MATERIAL PROVIDED:
>>>
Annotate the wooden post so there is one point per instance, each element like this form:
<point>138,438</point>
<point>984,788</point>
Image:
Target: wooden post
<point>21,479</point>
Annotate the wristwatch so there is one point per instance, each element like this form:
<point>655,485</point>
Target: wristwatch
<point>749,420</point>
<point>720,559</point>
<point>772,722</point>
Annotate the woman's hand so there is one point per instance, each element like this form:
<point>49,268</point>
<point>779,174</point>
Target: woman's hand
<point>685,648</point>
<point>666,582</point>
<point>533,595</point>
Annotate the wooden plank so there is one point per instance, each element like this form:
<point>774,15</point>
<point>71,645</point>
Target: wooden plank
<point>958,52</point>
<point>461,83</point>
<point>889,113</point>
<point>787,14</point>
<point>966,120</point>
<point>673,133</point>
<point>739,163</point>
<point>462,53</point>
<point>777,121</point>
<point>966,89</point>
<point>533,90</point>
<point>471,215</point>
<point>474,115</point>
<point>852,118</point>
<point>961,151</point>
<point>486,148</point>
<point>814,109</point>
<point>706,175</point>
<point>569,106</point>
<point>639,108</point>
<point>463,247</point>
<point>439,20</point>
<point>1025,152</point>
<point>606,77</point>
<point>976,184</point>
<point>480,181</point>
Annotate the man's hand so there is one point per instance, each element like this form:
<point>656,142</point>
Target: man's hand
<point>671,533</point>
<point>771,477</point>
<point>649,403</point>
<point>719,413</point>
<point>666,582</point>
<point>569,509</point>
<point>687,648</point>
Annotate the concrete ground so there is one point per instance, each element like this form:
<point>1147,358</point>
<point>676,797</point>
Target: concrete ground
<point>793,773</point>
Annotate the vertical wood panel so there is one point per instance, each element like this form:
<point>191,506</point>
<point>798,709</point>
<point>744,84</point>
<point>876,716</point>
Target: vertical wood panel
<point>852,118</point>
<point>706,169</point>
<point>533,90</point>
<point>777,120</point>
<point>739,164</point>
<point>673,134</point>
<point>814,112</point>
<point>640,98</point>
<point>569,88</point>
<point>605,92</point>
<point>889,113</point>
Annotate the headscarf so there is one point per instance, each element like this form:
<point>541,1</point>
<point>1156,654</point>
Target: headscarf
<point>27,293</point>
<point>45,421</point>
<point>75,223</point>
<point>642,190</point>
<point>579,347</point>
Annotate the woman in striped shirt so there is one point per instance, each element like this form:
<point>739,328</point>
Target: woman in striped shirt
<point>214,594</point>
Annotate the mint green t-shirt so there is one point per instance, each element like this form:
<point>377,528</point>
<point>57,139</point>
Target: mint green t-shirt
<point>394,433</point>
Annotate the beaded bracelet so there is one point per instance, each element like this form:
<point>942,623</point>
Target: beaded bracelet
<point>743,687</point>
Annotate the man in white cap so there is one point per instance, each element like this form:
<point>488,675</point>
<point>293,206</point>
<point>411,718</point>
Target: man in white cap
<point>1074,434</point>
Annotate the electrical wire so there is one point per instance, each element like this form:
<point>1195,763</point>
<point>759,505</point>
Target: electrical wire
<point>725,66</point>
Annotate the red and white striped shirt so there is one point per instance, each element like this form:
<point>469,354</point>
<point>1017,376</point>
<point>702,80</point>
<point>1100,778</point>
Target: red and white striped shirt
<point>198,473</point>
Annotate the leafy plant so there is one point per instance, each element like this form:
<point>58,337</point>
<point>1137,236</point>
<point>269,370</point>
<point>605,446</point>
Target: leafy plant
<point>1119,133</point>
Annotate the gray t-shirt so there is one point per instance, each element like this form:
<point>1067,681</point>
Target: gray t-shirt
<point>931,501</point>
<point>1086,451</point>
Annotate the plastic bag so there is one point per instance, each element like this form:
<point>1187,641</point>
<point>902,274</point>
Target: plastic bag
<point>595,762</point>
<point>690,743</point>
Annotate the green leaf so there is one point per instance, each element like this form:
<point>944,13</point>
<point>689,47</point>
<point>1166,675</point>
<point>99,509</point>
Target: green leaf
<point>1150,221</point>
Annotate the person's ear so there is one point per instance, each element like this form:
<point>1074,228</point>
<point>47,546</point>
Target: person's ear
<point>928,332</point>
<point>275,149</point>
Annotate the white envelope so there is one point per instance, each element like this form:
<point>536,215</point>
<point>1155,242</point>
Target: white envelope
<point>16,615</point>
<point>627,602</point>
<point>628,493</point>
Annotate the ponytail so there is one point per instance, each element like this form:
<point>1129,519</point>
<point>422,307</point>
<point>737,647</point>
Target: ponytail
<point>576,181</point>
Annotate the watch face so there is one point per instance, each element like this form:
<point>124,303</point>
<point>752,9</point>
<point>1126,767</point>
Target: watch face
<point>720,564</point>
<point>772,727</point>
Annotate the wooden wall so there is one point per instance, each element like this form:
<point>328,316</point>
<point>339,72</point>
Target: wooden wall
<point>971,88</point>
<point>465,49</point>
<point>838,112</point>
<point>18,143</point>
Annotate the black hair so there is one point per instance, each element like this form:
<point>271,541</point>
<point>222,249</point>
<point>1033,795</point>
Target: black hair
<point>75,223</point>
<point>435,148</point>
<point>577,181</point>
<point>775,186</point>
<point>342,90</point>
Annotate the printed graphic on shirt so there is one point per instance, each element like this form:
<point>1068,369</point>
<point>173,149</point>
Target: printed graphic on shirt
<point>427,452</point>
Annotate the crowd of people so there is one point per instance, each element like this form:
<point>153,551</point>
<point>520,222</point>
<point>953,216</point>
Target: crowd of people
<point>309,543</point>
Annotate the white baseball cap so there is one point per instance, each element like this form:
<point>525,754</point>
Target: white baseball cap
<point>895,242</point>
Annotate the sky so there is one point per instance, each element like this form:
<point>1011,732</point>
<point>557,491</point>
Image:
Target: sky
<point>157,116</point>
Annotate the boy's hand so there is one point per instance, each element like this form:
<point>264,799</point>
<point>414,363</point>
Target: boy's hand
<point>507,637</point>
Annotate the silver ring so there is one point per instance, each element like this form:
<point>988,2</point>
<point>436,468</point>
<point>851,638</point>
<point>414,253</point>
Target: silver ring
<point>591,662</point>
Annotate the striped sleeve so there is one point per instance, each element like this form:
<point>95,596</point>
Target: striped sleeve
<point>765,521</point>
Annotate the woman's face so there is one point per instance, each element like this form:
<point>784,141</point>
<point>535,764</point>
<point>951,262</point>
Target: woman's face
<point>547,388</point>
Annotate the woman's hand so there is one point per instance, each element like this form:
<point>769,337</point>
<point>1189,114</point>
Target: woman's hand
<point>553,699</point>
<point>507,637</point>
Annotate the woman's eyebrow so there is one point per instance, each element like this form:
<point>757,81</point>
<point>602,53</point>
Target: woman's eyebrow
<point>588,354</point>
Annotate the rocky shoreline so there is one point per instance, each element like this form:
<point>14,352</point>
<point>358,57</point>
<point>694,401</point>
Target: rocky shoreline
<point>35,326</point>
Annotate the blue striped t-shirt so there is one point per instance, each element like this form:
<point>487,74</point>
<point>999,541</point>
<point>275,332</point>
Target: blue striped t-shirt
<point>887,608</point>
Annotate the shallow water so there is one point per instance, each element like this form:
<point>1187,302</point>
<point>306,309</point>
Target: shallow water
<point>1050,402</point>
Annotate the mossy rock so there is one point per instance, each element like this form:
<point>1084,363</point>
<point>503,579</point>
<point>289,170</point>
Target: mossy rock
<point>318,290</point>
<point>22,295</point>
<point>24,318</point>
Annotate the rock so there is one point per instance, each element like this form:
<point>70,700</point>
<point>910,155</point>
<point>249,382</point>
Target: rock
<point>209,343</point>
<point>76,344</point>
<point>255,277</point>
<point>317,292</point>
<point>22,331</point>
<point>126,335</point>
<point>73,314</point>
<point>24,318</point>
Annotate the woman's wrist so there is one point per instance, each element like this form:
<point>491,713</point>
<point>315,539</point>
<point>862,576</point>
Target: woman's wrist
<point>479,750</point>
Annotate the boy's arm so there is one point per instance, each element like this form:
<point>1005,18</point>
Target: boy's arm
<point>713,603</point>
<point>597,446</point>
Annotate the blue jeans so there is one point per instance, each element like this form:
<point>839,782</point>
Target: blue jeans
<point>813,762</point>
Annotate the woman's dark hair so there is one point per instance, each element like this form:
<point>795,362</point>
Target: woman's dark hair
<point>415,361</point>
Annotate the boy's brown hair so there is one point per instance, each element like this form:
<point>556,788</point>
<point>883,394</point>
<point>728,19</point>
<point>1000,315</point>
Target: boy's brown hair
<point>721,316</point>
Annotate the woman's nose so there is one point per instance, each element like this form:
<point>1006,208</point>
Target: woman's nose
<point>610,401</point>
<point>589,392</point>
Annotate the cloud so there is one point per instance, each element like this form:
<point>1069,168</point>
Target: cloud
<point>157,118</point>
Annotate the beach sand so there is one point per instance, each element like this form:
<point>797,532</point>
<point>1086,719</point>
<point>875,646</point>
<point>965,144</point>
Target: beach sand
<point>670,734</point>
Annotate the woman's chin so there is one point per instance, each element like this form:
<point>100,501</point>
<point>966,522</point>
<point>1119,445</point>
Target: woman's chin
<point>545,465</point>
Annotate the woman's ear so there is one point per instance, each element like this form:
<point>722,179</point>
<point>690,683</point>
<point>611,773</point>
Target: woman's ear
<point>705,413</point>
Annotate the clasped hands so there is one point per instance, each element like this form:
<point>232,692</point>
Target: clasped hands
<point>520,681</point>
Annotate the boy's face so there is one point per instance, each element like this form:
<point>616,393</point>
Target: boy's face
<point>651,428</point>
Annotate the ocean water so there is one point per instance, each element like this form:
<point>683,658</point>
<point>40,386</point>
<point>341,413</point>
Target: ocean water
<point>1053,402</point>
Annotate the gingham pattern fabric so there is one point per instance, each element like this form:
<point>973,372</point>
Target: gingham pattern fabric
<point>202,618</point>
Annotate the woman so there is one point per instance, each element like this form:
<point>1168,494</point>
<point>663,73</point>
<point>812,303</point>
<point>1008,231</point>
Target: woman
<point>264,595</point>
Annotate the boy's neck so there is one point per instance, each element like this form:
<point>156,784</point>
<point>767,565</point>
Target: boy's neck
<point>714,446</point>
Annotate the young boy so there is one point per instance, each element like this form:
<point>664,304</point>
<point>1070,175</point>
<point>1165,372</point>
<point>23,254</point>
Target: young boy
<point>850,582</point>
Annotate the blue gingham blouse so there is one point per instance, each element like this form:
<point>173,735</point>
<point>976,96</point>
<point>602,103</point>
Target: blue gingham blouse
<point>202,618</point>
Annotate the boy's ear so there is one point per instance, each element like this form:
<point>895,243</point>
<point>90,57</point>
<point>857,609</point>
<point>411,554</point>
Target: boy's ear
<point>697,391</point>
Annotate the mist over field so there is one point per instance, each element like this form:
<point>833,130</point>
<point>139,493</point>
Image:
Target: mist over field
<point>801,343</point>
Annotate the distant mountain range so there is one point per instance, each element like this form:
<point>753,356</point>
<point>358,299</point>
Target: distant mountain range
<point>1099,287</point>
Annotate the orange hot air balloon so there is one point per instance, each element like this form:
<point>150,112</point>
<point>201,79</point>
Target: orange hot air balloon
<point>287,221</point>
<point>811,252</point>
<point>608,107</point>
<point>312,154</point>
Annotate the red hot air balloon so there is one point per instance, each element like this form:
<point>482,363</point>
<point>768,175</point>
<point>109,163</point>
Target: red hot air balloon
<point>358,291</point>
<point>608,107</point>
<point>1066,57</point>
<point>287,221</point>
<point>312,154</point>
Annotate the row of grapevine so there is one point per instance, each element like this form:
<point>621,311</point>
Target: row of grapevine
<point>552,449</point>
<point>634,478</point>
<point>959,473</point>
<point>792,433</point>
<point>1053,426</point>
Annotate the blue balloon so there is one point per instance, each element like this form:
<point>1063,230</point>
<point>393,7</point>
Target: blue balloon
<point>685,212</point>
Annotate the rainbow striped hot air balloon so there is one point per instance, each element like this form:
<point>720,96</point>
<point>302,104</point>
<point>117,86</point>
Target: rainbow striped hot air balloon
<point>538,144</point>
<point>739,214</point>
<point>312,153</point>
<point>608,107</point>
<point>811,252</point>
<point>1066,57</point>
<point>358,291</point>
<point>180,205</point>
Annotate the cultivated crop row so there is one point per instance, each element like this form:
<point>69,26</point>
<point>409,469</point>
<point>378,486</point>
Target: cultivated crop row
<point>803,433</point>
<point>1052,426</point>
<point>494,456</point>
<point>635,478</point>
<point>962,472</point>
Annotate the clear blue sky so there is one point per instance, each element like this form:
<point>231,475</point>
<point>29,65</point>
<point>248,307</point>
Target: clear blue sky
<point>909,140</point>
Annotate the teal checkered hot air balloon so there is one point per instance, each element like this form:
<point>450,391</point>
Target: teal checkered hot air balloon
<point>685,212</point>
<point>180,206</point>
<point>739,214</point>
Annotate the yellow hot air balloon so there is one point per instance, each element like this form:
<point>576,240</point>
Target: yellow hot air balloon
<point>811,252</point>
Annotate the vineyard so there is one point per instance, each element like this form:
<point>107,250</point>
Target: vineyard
<<<
YOUR INSTRUCTIONS: Set out the listing as a numbered list, beginning with its first line and ending with the line that contains "<point>533,595</point>", both included. Leave out any blank lines.

CORRECT ANSWER:
1. Annotate the wooden post so there is one point per instance, each element like this form:
2. <point>138,438</point>
3. <point>984,788</point>
4. Image:
5. Target: wooden post
6. <point>21,479</point>
7. Annotate the wristwatch so there is one point per instance, each element like this form:
8. <point>655,485</point>
9. Target: wristwatch
10. <point>749,420</point>
11. <point>720,559</point>
12. <point>772,722</point>
13. Annotate the woman's hand so there is one point per instance, each element like this form:
14. <point>49,268</point>
15. <point>779,174</point>
16. Target: woman's hand
17. <point>685,648</point>
18. <point>666,582</point>
19. <point>533,595</point>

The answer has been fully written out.